═══ PAGE TEXT ═══
Cordoba v. Wiswall

ROYLSTON, Superior Court Judge

(dissenting) :

I dissent. As stated by the majority opinion, constructive trusts are limitless in form, and are raised by courts of equity where necessary to effectuate justice and prevent inequity. A constructive trust may be imposed to prevent unjust enrichment. Restatement, Restitution § 160, Comment a.

The appellant contends that by paying the heirs for their interest in- the stock, and by thereafter paying the appellee for the stock certificates, either the heirs or the appellee-executor is unjustly enriched. The appellant also contends that he was “forced” to purchase the certificates to prevent the bearer stock from being passed to a bona fide purchaser and to protect the money already spent in purchasing the hereditary rights. Having paid twice for the same stock, the appellant contends he should recover from either the appellee-executor, or the heirs, and, therefore, is entitled to impress a constructive trust on any funds available in the hands of any of the parties, if those funds resulted from these transactions.
═══
▶ **GOAL A**: Echo a passage of the dissent word for word, beginning at the words "Cordoba v. Wiswall" and stopping after the words "160, Comment a.".
═══ RAW RECORDS ═══
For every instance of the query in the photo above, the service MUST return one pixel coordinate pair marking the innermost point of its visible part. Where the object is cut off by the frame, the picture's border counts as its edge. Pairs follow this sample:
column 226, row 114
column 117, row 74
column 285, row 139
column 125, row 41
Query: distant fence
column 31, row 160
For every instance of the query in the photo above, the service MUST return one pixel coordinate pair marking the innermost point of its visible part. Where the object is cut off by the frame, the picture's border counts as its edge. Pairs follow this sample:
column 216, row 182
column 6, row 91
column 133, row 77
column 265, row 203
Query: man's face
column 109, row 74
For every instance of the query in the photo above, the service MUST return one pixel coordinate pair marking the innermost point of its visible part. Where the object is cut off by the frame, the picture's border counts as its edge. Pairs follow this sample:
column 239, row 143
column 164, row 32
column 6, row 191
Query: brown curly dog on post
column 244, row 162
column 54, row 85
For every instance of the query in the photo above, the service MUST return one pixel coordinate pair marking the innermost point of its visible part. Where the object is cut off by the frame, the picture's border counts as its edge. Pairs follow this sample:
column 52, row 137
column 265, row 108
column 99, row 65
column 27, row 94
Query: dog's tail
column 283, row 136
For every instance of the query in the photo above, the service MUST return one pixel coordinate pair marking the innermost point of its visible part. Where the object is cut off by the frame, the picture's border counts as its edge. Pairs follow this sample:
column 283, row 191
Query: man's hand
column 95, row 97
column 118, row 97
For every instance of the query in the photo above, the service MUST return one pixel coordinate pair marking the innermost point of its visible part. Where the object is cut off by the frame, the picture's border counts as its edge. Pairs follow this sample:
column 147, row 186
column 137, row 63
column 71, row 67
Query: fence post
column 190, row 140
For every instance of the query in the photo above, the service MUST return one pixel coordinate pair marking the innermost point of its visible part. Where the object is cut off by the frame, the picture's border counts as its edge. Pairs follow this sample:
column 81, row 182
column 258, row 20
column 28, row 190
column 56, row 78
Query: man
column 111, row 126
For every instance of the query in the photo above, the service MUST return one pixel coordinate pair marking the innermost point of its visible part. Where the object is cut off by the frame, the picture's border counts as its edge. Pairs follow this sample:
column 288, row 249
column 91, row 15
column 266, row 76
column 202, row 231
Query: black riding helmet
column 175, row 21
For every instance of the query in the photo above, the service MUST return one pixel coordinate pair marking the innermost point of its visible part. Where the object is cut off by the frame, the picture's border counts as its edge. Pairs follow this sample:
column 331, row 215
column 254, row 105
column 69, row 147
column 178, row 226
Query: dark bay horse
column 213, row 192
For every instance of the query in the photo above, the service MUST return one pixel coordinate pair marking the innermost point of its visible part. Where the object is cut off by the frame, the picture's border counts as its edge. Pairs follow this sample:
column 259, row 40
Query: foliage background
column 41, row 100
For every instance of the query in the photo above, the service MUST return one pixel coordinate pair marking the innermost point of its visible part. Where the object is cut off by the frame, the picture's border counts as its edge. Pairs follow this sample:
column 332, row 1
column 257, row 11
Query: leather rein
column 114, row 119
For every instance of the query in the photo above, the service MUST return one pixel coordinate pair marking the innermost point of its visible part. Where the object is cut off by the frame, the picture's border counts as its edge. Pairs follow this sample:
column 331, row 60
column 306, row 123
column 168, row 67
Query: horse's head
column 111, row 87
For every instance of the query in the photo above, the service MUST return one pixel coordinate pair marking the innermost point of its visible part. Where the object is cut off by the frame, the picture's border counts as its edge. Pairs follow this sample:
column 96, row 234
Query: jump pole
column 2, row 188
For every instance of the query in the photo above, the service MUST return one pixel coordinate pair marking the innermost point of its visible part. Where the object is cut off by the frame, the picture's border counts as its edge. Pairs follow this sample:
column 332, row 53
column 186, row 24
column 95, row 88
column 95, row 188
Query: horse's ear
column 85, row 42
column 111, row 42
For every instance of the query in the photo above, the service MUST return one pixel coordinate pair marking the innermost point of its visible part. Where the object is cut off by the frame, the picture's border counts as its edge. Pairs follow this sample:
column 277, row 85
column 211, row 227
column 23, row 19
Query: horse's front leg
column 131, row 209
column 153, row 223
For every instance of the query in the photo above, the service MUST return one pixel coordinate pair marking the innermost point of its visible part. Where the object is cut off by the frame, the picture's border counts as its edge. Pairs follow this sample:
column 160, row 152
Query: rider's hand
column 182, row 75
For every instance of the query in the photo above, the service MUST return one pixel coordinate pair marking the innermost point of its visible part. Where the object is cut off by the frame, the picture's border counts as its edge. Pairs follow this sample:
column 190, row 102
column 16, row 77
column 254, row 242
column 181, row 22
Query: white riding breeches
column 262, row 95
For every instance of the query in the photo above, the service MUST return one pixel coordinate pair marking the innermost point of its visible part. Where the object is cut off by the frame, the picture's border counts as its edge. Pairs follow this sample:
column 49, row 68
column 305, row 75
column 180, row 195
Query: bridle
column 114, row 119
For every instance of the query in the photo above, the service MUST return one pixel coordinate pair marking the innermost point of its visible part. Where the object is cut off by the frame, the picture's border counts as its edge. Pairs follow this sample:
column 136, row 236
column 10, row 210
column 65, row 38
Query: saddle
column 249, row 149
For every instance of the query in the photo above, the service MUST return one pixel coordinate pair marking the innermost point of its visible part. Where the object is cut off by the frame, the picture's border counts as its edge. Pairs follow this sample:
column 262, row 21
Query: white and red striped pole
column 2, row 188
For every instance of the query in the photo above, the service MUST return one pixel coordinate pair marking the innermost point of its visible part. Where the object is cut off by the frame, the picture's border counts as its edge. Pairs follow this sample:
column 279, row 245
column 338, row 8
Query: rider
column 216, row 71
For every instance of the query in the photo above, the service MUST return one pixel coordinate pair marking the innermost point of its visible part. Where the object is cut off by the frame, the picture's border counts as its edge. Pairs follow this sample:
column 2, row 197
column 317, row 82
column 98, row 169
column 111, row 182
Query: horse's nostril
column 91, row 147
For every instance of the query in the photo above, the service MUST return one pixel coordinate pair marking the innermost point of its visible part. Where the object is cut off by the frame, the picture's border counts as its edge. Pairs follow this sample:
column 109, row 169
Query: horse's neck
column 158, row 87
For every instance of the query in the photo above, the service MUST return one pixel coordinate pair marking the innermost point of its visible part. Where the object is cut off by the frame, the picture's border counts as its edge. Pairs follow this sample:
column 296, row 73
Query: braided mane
═══
▶ **GOAL B**: Duplicate the records from their first line through the line containing "column 226, row 114", both ends included, and give only those lines.

▶ **RIGHT ANSWER A**:
Cordoba v. Wiswall

ROYLSTON, Superior Court Judge

(dissenting) :

I dissent. As stated by the majority opinion, constructive trusts are limitless in form, and are raised by courts of equity where necessary to effectuate justice and prevent inequity. A constructive trust may be imposed to prevent unjust enrichment. Restatement, Restitution § 160, Comment a.

▶ **RIGHT ANSWER B**:
For every instance of the query in the photo above, the service MUST return one pixel coordinate pair marking the innermost point of its visible part. Where the object is cut off by the frame, the picture's border counts as its edge. Pairs follow this sample:
column 226, row 114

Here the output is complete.